*** Opening Records for the exercise ***

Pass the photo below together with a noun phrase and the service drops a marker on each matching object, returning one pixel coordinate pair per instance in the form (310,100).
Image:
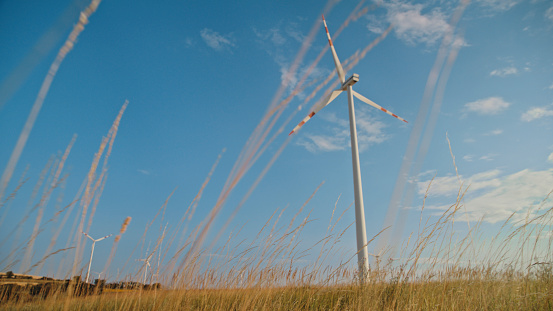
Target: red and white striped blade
(107,236)
(318,108)
(337,63)
(88,236)
(370,102)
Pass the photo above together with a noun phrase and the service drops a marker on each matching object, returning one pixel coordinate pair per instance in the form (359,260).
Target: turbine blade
(107,236)
(88,236)
(337,63)
(317,108)
(370,102)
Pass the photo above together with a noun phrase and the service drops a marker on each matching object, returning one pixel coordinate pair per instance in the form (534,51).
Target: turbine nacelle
(350,81)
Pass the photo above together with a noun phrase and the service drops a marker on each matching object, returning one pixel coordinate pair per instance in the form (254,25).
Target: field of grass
(501,280)
(478,294)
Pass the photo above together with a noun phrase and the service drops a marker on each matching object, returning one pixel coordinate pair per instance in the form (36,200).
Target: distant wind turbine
(362,251)
(147,260)
(92,252)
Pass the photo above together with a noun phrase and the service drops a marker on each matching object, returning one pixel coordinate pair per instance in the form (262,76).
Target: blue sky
(200,76)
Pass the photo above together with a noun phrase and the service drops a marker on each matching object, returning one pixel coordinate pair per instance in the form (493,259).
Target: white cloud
(492,196)
(499,5)
(504,72)
(277,43)
(217,41)
(549,14)
(411,24)
(487,157)
(494,133)
(535,113)
(369,132)
(487,106)
(273,35)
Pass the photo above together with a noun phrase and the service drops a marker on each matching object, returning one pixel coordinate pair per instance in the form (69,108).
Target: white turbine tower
(147,261)
(362,251)
(92,252)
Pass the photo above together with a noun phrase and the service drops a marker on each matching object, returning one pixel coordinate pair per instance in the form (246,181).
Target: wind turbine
(92,252)
(362,251)
(147,260)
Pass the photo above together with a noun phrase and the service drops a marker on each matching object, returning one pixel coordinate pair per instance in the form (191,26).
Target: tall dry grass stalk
(93,184)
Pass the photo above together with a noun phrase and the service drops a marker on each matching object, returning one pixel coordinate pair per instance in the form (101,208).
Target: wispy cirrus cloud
(370,131)
(277,42)
(498,5)
(490,196)
(549,13)
(487,106)
(503,72)
(413,23)
(494,133)
(535,113)
(217,41)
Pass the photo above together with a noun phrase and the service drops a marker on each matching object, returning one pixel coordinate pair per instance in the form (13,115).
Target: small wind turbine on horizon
(346,85)
(92,252)
(147,261)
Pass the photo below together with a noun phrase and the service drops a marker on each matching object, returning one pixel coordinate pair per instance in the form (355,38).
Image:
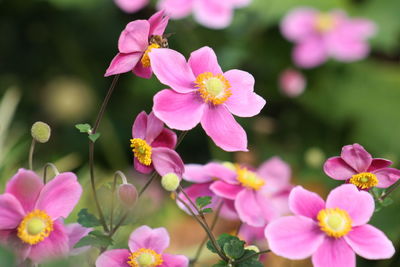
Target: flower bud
(170,181)
(128,195)
(41,132)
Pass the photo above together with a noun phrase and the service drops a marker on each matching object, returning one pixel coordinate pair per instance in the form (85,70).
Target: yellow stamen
(141,151)
(213,88)
(146,59)
(364,180)
(145,258)
(249,179)
(35,227)
(334,222)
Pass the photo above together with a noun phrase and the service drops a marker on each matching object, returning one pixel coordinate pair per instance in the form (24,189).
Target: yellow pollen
(145,258)
(213,88)
(364,180)
(141,151)
(249,179)
(146,59)
(35,227)
(334,222)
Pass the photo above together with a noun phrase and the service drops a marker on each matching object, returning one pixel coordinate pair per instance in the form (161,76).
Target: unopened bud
(41,132)
(170,181)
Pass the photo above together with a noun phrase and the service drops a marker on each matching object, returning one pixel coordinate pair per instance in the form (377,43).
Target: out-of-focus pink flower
(292,82)
(319,36)
(358,167)
(134,44)
(202,93)
(32,215)
(215,14)
(131,6)
(332,232)
(146,247)
(259,196)
(153,146)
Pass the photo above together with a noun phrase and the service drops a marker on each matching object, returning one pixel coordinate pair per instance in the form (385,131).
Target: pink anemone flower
(260,195)
(356,166)
(215,14)
(332,232)
(153,146)
(321,35)
(201,92)
(32,215)
(135,42)
(146,247)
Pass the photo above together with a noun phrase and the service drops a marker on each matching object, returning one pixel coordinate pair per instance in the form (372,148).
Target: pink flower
(131,6)
(146,247)
(358,167)
(331,232)
(135,42)
(292,82)
(321,35)
(259,196)
(31,215)
(153,145)
(216,14)
(201,92)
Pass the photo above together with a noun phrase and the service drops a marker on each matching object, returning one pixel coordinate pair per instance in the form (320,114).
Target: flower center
(141,151)
(146,59)
(213,88)
(364,180)
(324,23)
(145,258)
(35,227)
(334,222)
(249,179)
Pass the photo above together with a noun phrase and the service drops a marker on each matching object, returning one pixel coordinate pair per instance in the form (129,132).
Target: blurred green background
(53,54)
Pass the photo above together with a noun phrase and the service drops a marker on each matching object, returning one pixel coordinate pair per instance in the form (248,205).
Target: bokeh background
(53,54)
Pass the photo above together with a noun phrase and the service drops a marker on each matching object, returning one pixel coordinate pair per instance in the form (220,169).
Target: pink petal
(11,212)
(59,197)
(135,37)
(122,63)
(358,204)
(387,177)
(178,111)
(226,133)
(334,253)
(294,237)
(306,203)
(174,261)
(144,237)
(114,258)
(54,246)
(166,160)
(357,157)
(204,60)
(171,69)
(370,242)
(25,186)
(225,190)
(338,169)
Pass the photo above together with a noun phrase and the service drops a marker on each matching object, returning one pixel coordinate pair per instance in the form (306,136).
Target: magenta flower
(215,14)
(321,35)
(135,42)
(331,232)
(259,196)
(153,146)
(146,247)
(356,166)
(31,215)
(201,92)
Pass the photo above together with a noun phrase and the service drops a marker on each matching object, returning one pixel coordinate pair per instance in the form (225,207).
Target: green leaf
(87,219)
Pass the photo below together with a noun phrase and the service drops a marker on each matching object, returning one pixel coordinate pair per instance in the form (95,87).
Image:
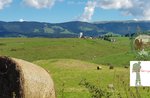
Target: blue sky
(56,11)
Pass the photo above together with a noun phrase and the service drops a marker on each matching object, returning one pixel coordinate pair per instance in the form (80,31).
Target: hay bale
(99,68)
(21,79)
(111,66)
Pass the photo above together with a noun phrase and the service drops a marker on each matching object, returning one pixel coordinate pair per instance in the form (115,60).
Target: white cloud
(88,11)
(39,3)
(4,3)
(21,20)
(137,8)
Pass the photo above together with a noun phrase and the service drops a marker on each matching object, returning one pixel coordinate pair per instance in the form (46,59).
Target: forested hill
(70,29)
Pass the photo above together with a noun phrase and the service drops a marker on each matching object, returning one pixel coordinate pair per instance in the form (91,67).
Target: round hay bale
(22,79)
(99,68)
(111,67)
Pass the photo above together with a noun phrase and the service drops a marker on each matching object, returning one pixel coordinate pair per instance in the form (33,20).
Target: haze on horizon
(56,11)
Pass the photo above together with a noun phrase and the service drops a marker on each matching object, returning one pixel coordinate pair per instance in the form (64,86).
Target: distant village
(107,37)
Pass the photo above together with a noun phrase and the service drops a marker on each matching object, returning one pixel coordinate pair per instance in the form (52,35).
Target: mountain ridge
(70,29)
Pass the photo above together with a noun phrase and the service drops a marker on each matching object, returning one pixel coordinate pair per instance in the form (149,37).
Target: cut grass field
(68,73)
(91,50)
(71,60)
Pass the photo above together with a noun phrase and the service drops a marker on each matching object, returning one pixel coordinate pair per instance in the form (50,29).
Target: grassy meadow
(73,63)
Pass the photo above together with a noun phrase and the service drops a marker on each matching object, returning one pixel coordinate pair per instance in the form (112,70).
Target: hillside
(69,76)
(70,29)
(91,50)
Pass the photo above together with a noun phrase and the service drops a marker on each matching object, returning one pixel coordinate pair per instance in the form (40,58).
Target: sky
(58,11)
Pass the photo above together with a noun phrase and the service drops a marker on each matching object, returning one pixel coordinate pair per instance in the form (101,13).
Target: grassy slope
(67,74)
(96,50)
(68,71)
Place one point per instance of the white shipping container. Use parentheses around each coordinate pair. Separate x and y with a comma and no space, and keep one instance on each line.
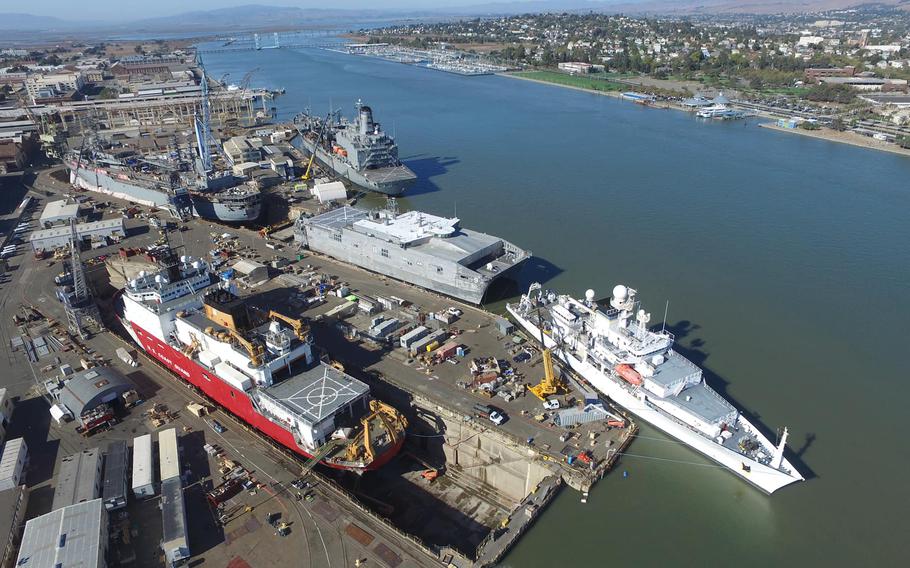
(12,464)
(233,377)
(143,475)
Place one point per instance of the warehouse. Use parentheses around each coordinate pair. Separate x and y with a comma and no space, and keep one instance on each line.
(57,212)
(98,231)
(79,479)
(71,536)
(85,391)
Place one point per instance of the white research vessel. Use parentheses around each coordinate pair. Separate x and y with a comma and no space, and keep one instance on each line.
(638,369)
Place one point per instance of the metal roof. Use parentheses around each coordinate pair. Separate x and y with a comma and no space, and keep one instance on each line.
(317,393)
(60,209)
(10,456)
(86,390)
(70,536)
(115,473)
(168,455)
(173,521)
(77,480)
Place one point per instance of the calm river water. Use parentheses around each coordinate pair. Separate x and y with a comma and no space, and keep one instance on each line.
(784,259)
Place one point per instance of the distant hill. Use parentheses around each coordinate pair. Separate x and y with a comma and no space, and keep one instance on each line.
(26,22)
(258,16)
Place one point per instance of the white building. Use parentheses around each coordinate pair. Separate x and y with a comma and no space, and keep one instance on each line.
(58,82)
(71,536)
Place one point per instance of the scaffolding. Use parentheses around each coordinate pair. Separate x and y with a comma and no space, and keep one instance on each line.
(81,310)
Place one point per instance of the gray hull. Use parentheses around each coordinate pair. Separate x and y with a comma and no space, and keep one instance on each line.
(207,207)
(389,181)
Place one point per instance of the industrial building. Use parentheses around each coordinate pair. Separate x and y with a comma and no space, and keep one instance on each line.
(12,464)
(174,541)
(114,490)
(57,212)
(49,239)
(12,516)
(143,472)
(72,536)
(86,390)
(79,479)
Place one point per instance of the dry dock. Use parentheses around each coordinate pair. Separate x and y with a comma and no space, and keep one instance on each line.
(462,490)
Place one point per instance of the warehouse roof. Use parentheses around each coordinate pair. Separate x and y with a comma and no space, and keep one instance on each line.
(76,478)
(86,390)
(70,536)
(60,209)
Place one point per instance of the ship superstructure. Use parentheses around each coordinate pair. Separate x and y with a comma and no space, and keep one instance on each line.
(426,250)
(357,150)
(260,366)
(617,353)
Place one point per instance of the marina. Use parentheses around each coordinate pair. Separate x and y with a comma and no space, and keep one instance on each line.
(411,391)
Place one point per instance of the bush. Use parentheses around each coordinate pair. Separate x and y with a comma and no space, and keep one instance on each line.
(831,93)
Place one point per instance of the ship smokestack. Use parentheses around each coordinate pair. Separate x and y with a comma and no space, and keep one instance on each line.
(366,120)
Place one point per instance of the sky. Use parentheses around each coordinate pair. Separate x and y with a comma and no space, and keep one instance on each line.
(138,9)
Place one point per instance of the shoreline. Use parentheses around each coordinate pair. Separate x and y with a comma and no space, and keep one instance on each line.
(850,138)
(823,134)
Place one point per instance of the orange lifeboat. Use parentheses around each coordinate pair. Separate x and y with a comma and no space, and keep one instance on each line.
(629,374)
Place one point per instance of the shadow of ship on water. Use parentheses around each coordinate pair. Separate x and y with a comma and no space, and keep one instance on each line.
(694,350)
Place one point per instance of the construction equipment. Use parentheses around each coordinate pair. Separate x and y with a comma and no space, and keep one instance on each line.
(307,175)
(301,330)
(551,383)
(361,447)
(254,350)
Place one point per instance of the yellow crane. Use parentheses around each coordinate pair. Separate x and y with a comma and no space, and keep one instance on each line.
(301,330)
(551,383)
(393,423)
(254,350)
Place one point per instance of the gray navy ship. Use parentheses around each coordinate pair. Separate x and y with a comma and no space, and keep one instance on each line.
(169,185)
(359,151)
(422,249)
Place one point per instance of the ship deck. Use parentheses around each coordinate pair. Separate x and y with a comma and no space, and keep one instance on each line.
(317,393)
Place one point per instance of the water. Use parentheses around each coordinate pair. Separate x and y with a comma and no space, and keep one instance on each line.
(785,261)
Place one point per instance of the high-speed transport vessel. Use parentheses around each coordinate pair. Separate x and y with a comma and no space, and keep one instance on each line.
(432,252)
(616,352)
(261,366)
(359,150)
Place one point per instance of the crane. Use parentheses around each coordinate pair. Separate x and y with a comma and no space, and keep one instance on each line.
(301,330)
(393,423)
(254,350)
(551,383)
(307,174)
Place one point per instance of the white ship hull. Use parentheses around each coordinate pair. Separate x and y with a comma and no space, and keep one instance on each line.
(758,474)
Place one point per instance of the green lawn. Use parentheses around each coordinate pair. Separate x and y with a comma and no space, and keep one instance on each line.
(579,81)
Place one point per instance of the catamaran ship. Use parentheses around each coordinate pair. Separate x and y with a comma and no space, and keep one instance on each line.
(429,251)
(615,351)
(359,151)
(264,371)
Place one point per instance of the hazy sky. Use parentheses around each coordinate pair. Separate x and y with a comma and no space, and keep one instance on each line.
(137,9)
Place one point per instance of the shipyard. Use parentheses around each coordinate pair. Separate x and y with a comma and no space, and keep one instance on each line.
(286,294)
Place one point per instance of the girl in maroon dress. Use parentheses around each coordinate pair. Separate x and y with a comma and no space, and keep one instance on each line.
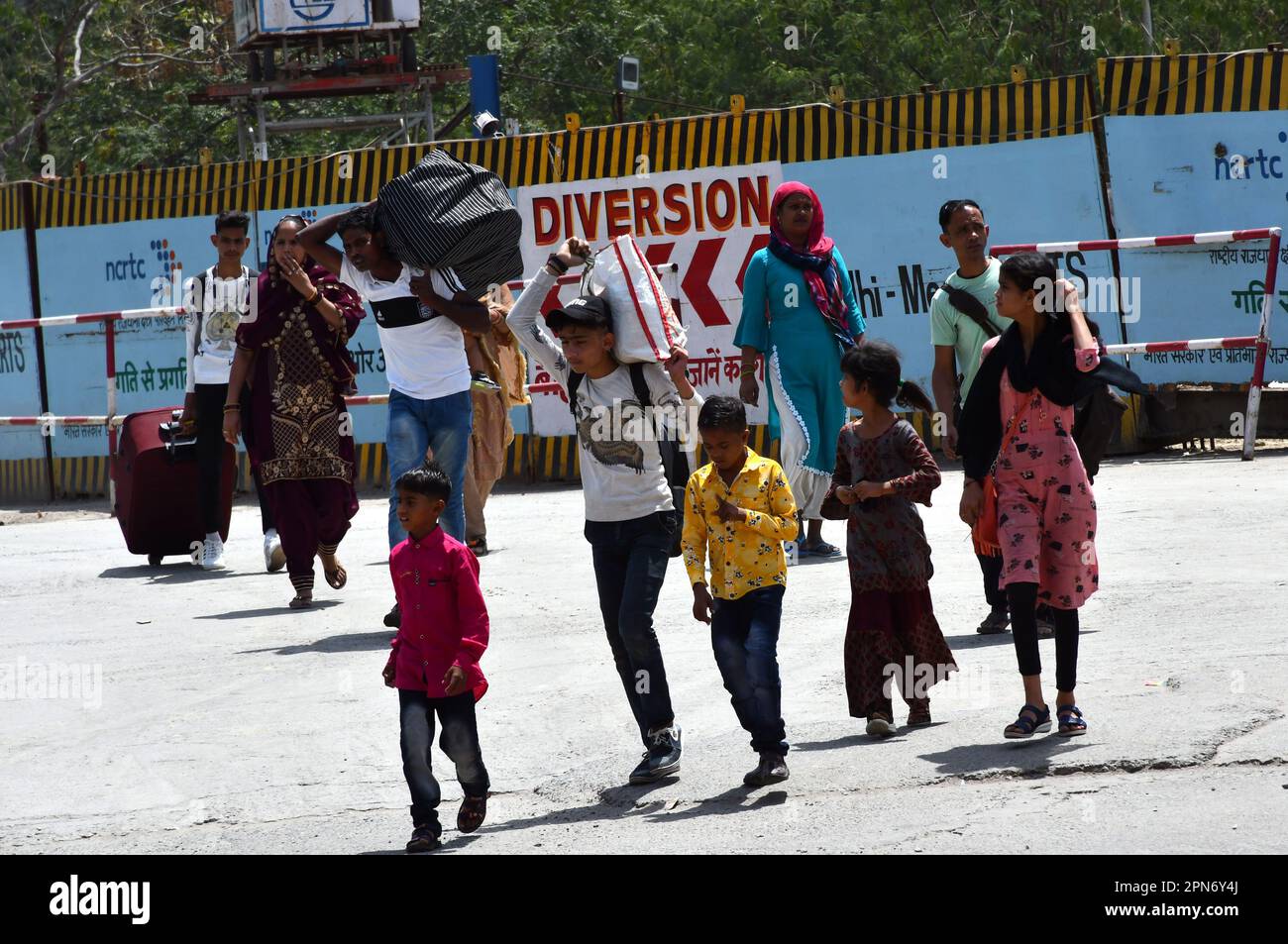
(883,468)
(292,349)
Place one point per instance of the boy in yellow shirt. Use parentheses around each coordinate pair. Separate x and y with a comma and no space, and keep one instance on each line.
(738,509)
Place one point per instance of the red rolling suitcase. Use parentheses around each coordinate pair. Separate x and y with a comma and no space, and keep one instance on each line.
(156,485)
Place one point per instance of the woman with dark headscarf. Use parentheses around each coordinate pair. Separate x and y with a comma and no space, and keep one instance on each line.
(1017,433)
(292,348)
(799,309)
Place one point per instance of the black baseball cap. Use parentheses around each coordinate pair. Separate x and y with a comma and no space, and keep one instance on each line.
(588,310)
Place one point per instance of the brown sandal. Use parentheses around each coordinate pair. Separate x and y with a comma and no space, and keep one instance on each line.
(472,814)
(335,576)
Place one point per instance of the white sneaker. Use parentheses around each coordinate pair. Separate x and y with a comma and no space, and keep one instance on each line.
(213,554)
(274,558)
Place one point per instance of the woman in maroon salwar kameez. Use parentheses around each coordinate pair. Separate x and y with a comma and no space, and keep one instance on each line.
(292,347)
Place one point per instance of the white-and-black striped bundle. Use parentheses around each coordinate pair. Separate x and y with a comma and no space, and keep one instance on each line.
(447,213)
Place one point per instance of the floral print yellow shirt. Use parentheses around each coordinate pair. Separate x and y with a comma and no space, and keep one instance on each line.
(745,556)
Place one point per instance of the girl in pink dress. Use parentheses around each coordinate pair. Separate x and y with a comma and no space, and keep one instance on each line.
(1018,424)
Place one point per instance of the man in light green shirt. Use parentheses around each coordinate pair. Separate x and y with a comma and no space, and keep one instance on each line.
(958,340)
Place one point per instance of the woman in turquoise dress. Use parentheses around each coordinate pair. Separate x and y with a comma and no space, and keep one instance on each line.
(799,310)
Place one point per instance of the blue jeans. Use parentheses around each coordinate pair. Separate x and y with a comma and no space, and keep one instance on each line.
(442,424)
(630,565)
(460,742)
(745,639)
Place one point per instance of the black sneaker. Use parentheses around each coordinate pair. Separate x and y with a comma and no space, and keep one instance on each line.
(423,840)
(997,620)
(772,769)
(662,758)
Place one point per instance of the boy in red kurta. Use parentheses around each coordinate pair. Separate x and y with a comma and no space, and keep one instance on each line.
(434,662)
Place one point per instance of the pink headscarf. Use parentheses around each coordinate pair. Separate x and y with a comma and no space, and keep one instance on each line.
(816,262)
(815,241)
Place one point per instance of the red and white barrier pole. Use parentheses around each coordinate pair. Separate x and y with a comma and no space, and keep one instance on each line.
(1138,243)
(1258,368)
(1201,344)
(110,329)
(1261,342)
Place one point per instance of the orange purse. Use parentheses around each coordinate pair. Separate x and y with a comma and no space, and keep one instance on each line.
(984,531)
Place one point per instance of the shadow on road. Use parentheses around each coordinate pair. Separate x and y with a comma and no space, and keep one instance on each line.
(975,640)
(733,800)
(269,610)
(1029,758)
(364,642)
(450,845)
(174,574)
(619,802)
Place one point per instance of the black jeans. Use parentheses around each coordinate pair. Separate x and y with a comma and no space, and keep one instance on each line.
(745,640)
(630,565)
(460,742)
(991,566)
(210,450)
(1024,631)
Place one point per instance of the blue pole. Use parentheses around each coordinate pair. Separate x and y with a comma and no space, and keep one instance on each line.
(484,86)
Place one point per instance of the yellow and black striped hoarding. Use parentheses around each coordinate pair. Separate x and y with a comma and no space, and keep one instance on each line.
(357,175)
(1193,84)
(957,117)
(897,124)
(1017,111)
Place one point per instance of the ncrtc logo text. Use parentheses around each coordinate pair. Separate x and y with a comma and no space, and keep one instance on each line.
(125,269)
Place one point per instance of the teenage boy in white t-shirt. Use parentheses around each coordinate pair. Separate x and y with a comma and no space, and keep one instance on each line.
(630,514)
(419,317)
(220,296)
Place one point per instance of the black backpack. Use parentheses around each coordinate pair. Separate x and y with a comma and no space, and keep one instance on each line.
(675,462)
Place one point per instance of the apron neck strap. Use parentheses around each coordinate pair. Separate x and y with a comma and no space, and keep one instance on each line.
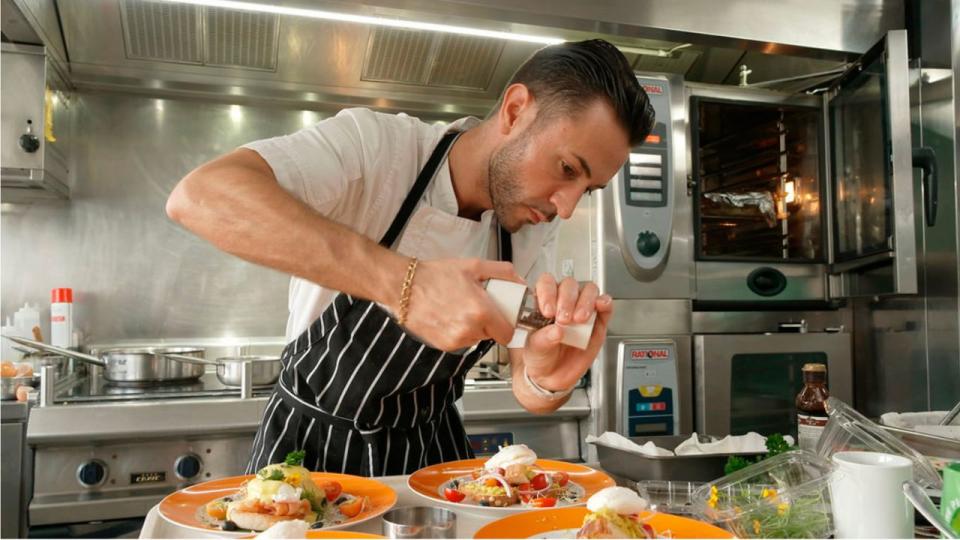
(419,187)
(426,175)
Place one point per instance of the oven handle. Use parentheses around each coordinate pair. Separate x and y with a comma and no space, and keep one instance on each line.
(925,159)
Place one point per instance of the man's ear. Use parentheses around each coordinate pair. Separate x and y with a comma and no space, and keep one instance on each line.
(516,108)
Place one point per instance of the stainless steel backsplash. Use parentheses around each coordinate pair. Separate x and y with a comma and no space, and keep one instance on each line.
(135,274)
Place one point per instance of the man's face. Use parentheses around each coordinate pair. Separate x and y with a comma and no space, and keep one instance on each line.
(542,172)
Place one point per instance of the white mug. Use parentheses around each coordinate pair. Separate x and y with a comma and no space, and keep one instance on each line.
(866,494)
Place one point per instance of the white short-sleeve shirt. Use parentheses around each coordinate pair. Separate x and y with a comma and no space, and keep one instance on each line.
(357,167)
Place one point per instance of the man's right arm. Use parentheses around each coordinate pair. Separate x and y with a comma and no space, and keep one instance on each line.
(236,203)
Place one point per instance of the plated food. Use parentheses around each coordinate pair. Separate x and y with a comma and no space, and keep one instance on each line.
(283,492)
(512,480)
(613,512)
(278,493)
(617,512)
(512,477)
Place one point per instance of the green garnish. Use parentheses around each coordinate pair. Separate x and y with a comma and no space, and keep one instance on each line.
(274,474)
(295,458)
(776,444)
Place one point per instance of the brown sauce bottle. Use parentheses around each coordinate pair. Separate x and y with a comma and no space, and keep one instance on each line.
(811,406)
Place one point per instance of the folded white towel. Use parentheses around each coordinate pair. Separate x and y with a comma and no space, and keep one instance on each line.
(615,440)
(751,443)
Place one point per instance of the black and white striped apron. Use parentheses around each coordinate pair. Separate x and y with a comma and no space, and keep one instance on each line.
(360,395)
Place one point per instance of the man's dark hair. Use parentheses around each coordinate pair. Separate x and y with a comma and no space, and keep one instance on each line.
(565,78)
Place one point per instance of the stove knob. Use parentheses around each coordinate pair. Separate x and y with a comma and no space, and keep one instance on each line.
(187,466)
(92,473)
(648,243)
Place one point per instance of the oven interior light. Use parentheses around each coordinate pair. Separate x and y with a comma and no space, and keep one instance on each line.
(789,191)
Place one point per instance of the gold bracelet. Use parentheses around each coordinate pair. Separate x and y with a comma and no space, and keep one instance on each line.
(539,391)
(405,292)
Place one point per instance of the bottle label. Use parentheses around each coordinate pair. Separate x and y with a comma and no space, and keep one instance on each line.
(809,429)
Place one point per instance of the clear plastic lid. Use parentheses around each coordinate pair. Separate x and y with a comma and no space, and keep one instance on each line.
(785,496)
(850,430)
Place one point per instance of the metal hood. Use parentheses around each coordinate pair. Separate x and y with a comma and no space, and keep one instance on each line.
(183,50)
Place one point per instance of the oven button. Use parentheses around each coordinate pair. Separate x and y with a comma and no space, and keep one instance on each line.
(92,473)
(648,243)
(187,466)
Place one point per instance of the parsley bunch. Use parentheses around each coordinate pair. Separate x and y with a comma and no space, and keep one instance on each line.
(776,444)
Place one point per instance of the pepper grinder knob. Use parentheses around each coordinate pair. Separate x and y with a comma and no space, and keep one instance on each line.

*** Closing Records for the exercise ***

*Prompt*
Going through the entries above, count each line that has the word "below" and report only the count.

*Completed exercise*
3